2. Groundwater Monitoring

The Vineland roundwater monitoring system was incapable of determining if the impoundments were leaking arsenic contamination into the environment, according to plaintiff's expert James Tracy. T.T. at p. 132, line 1 to p. 135, line 25.

3. Stormwater Runoff Into Impoundments

Stormwater runoff and plant washdown water were also placed in the impoundments, according to Mr. Nicholas. T.T. at p. 234, lines 8-15, P.E. 25 at p. 6. Defendants continue to place stormwater runoff into the lined lagoon, even though they have ceased pumping arsenic contaminated groundwater into it. T.T. at p. 209, line 25 to p. 210, line 5; P.E. 26 at p. 17, lines 17 to p. 18, line 3. Stormwater becomes contaminated when it runs across the paved areas at the facility. The arsenic that contaminates the runoff results from defendants' manufacturing activities. P.E. 24 at p. 126, line 19 to p. 128, line 10; P.E. 25 at p. 7-8, P.E. 26 at p. 21, line 20 to p. 25, line 19. The DEP asked defendants to modify their manage- [20 ELR 21400] ment practices to prevent contamination of stormwater with arsenic, and defendants could have done so. T.T. at p. 280, line 5 to p. 281, line 5. The modifications could have included resealing of paved areas, addition of loading docks, and more careful handling of materials containing arsenic. T.T. at p. 170, lines 5-21. Contamination of stormwater would have been less likely had these practices been adopted.

4. Non-Contact Cooling Water

Until August 1989, Vineland's facility was designed such that, should non-contact cooling water used in the process become contaminated, it would be diverted to the lined lagoon. By using the impoundments to store that water, defendants avoided the expense of implementing other means to deal with potential contamination of non-contact cooling water. T.T. at p. 230, line 12 to p. 232, line 19; P.E. 26 at p. 17, lines 13-18, and p. 28, line 20 to p. 33, line 18. Spills of noncontact cooling water due to ruptures in the water line "occasionally" flowed over the paved areas into the lined lagoon. T.T. at p. 231, line 22 to p. 232, line 8; P.E. 25 at p. 6.

_DATASET ENTRIES_:
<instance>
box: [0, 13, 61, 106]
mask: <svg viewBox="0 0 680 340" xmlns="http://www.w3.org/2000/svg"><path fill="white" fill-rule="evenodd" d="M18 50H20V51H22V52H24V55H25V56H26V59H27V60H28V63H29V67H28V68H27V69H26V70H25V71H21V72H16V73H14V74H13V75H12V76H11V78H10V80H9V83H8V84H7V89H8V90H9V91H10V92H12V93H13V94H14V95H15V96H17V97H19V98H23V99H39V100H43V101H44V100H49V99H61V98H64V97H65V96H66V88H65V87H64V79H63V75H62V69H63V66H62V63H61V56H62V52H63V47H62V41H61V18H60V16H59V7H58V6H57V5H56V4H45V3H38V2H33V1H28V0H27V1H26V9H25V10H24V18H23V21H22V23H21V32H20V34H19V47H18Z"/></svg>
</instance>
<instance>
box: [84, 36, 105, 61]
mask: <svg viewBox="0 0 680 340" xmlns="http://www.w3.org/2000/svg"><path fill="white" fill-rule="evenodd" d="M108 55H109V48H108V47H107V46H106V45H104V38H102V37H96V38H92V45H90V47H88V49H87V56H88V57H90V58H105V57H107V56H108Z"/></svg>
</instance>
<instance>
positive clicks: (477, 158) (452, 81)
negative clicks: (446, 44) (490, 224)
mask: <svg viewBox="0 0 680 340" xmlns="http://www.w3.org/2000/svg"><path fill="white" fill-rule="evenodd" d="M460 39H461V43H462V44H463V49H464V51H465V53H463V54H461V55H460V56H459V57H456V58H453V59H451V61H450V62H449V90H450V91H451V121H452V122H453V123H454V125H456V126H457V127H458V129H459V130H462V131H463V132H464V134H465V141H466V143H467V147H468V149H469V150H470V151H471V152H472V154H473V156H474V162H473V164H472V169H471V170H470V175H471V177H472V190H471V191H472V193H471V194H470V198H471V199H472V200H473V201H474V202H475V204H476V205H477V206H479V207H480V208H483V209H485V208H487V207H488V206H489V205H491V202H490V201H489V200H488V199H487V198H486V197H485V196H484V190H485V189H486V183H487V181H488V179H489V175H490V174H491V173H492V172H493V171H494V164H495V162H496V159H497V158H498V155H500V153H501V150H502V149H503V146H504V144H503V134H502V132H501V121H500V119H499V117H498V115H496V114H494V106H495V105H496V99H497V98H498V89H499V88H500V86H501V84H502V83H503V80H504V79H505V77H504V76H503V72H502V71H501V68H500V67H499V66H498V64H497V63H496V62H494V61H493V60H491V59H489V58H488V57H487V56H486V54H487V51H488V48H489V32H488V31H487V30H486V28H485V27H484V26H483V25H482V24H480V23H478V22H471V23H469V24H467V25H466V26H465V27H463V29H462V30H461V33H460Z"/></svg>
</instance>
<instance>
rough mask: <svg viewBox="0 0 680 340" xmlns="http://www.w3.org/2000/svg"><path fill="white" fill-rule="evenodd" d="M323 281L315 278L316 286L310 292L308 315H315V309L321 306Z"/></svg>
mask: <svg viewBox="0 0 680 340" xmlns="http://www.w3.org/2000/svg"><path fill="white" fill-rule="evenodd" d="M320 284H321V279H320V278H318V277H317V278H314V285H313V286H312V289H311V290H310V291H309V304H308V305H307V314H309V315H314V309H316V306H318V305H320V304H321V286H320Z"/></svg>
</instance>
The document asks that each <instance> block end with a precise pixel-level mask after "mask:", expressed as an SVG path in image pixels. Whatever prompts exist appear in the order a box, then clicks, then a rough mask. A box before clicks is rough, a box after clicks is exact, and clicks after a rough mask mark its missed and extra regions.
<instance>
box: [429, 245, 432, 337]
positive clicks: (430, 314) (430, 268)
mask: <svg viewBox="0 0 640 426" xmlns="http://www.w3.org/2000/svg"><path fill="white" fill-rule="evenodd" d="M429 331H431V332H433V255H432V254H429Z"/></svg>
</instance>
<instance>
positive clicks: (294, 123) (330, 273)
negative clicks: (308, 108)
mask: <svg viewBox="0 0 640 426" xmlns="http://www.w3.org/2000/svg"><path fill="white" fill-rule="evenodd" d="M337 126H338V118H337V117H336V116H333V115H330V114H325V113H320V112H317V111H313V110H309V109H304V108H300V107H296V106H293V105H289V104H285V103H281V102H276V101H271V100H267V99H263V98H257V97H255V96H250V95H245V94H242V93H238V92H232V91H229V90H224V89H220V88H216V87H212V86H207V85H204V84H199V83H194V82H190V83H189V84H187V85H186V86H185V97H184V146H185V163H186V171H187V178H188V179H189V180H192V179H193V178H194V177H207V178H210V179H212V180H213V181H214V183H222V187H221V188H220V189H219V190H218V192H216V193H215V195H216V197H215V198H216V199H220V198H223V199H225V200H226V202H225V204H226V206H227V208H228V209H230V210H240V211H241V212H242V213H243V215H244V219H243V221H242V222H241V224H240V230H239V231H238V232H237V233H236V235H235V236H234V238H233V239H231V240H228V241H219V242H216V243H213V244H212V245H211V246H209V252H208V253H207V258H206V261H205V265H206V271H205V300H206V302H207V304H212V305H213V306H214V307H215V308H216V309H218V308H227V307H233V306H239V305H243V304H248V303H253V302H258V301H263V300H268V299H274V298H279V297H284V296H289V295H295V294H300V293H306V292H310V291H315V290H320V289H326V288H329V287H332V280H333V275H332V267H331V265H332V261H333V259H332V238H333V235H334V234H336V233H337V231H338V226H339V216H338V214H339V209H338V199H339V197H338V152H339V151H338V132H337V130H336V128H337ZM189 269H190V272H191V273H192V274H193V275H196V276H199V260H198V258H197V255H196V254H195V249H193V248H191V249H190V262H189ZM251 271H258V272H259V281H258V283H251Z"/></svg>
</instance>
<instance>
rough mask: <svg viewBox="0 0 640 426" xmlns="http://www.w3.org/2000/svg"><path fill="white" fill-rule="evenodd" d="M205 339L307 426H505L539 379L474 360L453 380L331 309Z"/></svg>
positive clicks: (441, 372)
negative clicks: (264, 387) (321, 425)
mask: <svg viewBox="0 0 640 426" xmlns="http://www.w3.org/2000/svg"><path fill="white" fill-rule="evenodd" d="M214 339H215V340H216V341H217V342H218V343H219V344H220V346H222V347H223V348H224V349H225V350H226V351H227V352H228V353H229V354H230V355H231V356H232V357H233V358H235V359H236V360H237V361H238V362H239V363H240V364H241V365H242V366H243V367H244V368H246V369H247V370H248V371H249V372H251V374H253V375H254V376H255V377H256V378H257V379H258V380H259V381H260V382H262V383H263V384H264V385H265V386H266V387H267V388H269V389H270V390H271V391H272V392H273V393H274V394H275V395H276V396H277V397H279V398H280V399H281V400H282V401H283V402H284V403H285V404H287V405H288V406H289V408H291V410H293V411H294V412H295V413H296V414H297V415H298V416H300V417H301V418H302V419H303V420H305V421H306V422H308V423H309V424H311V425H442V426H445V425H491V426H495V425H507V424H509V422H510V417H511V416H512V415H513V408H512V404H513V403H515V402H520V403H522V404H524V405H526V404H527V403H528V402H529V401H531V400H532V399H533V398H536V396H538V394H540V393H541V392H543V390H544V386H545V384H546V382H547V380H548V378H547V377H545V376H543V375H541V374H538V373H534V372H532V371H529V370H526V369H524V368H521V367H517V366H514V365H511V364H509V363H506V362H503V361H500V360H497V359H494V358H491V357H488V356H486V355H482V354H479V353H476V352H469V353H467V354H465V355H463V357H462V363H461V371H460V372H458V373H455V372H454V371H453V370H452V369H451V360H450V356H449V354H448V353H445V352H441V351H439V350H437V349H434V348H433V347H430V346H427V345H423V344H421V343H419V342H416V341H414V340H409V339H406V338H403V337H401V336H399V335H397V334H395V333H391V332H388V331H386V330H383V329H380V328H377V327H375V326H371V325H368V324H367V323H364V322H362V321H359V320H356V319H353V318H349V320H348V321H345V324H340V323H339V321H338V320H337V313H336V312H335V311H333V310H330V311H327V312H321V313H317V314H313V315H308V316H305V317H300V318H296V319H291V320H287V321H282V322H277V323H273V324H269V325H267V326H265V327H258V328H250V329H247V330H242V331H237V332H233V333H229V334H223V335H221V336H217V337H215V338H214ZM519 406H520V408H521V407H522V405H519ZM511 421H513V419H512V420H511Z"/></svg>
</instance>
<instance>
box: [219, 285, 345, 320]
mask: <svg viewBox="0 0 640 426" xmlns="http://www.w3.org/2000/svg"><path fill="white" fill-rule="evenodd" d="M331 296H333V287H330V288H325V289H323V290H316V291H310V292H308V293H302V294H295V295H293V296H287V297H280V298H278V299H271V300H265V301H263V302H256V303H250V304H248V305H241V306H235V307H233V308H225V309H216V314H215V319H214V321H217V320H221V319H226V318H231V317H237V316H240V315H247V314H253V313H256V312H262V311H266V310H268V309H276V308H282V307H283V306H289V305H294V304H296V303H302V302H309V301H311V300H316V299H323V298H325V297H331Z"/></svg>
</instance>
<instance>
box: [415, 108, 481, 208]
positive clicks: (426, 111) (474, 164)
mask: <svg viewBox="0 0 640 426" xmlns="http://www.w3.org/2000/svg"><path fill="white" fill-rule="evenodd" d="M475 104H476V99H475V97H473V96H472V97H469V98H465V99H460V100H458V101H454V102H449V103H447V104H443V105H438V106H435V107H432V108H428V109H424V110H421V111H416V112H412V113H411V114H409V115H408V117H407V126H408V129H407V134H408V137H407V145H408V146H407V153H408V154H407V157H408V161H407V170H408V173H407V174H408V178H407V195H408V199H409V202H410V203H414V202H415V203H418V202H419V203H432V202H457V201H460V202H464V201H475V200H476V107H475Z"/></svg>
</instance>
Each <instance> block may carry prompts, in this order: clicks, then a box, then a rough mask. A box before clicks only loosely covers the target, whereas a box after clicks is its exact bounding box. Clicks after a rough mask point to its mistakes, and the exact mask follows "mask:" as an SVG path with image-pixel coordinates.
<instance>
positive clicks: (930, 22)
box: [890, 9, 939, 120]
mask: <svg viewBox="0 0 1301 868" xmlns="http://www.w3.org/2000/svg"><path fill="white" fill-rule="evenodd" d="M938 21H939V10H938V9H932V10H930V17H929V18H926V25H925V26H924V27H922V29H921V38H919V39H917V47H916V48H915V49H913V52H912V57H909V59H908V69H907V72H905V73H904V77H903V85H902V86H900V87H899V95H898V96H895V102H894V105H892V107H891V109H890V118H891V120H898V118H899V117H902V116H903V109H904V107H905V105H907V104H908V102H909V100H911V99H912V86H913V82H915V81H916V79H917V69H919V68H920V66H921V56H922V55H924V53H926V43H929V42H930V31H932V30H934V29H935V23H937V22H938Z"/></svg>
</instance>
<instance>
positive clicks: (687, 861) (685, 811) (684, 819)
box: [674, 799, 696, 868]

_QUESTIONS_:
1) Using the Vineland excerpt, answer each question briefly:
(a) Who is named as the plaintiff's expert on groundwater monitoring?
(b) Until what month and year was the facility designed to divert contaminated non-contact cooling water to the lined lagoon?
(c) What three modifications to management practices could have been included?
2) According to the Vineland excerpt, what did the defendants gain by using the impoundments to store non-contact cooling water? Answer in one to three sentences.
3) Write out the Vineland excerpt between "Until August 1989, Vineland's" and "8; P.E. 25 at p. 6.", inclusive.

_TASK-BY-TASK ANSWERS_:
1)
(a) James Tracy
(b) August 1989
(c) Resealing of paved areas, addition of loading docks, and more careful handling of materials containing arsenic

2) By storing that water in the impoundments, the defendants avoided the expense of putting other means in place to deal with possible contamination of non-contact cooling water.

3)
Until August 1989, Vineland's facility was designed such that, should non-contact cooling water used in the process become contaminated, it would be diverted to the lined lagoon. By using the impoundments to store that water, defendants avoided the expense of implementing other means to deal with potential contamination of non-contact cooling water. T.T. at p. 230, line 12 to p. 232, line 19; P.E. 26 at p. 17, lines 13-18, and p. 28, line 20 to p. 33, line 18. Spills of noncontact cooling water due to ruptures in the water line "occasionally" flowed over the paved areas into the lined lagoon. T.T. at p. 231, line 22 to p. 232, line 8; P.E. 25 at p. 6.